● AIM OF THE TASK
What you return must match the records exactly.

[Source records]
++++++

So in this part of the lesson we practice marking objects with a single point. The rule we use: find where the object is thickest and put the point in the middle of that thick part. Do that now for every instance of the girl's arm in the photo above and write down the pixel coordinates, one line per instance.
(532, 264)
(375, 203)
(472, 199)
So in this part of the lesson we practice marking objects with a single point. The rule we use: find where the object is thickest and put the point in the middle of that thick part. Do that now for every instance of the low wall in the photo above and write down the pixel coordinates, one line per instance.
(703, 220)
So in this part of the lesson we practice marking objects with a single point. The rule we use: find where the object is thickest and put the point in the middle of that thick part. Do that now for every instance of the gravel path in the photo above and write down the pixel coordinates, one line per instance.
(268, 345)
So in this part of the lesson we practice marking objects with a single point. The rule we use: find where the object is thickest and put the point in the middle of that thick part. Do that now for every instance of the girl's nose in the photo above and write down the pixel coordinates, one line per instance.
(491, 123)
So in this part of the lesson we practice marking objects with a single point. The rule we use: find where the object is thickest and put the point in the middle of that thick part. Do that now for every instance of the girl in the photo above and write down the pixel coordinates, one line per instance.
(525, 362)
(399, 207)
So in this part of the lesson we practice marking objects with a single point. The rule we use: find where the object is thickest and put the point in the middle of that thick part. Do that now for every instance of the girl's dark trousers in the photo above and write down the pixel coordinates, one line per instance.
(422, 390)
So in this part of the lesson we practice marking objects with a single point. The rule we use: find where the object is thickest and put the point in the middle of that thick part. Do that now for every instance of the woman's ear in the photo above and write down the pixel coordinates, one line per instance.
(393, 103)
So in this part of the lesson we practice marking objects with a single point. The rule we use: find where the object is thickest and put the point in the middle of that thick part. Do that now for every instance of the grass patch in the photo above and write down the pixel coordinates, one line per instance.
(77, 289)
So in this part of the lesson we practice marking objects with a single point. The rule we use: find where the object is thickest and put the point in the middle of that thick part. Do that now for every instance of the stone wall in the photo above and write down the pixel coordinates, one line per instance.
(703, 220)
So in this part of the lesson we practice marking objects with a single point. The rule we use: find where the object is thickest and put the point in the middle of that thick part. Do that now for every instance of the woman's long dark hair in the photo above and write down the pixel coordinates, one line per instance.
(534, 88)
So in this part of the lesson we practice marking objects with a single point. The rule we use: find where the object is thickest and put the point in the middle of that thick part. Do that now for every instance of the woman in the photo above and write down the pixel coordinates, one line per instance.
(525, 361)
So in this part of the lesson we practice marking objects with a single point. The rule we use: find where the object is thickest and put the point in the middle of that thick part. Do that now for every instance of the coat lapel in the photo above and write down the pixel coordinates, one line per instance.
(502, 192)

++++++

● SOLUTION FOR THIS PROBLEM
So in this part of the lesson we practice marking objects with a single point. The rule we use: find where the object is thickest and put the point in the middle of that thick part. Do that now for every instance of the girl's arm in the photo above and write down the pixel coordinates, one line per instance.
(532, 264)
(375, 203)
(472, 199)
So in this part of the lesson we practice marking objects with a single point. The rule we use: find where the object is thickest and put the point in the middle of that thick part. Do that now for every instance of the low wall in the photo above and write down the pixel coordinates, one line per instance.
(703, 220)
So in this part of the lesson we practice marking objects with a single point. The rule we use: find where the object is thickest and put the point in the middle of that thick part. Do that now for every instance of the gravel path in the photo above and write down the pixel coordinates, one line per instance.
(268, 345)
So in this part of the lesson we practice marking objects with a single point. The rule we use: find where the object is thickest and put the point in the middle of that thick part. Do that now for every instance of the girl's nose in the photo above and write down the pixel coordinates, one line per instance.
(491, 123)
So in this part of the lesson we practice marking objects with a single point. The rule we use: find where the object is thickest and put the point in the middle of that thick part. Do that now for every instance of the girl in the photo above and write down the pixel coordinates, one line per instance.
(525, 362)
(399, 207)
So in this part of the lesson we practice marking objects with a single point. The rule we use: find where the object is thickest and put the point in the middle of that thick part. Do that now for every instance of the girl's dark trousers in the photo above and write down the pixel coordinates, one line per instance.
(422, 390)
So in this part of the lesson we practice marking objects with a single point. The rule we use: find where the object is thickest and put the point in the middle of that thick part. Do that now for every instance of the woman's ear in the photo above and write down the pixel coordinates, one line per instance.
(393, 103)
So in this part of the lesson we practice marking objects with a single point. The rule we use: find where the object is thickest and put the point in the middle of that thick part. Do that now for every instance of the grass patch in the photo above and write down the pixel coordinates, one line per instance.
(77, 289)
So in this part of the lesson we practice marking objects with a single point. The rule we use: find where the object is thickest and put the point in the middle of that thick part. Do that now for every instance of the stone wall in the photo above and write down the pixel coordinates, one line per instance.
(703, 220)
So in this part of the lesson we practice marking objects with a single point. The rule we use: find where the object is thickest and put the point in the middle of that thick part. Do that now for every instance of the woman's long dark hair in the photo above and write down the pixel coordinates, one line per instance.
(534, 88)
So in this part of the lesson we practice marking objects with a single point. The rule we use: find where the object is thickest and put the point in the middle of that thick part. Do that now for every instance of the woman in the photo above and write down the pixel coordinates, one line per instance.
(525, 361)
So in this part of the lesson we practice marking objects with a single point. The rule we use: find where the object is thickest and put the point in the middle of that thick part. Do that now for every instance of the coat lapel in the photo above and write down the pixel coordinates, one line per instance.
(502, 192)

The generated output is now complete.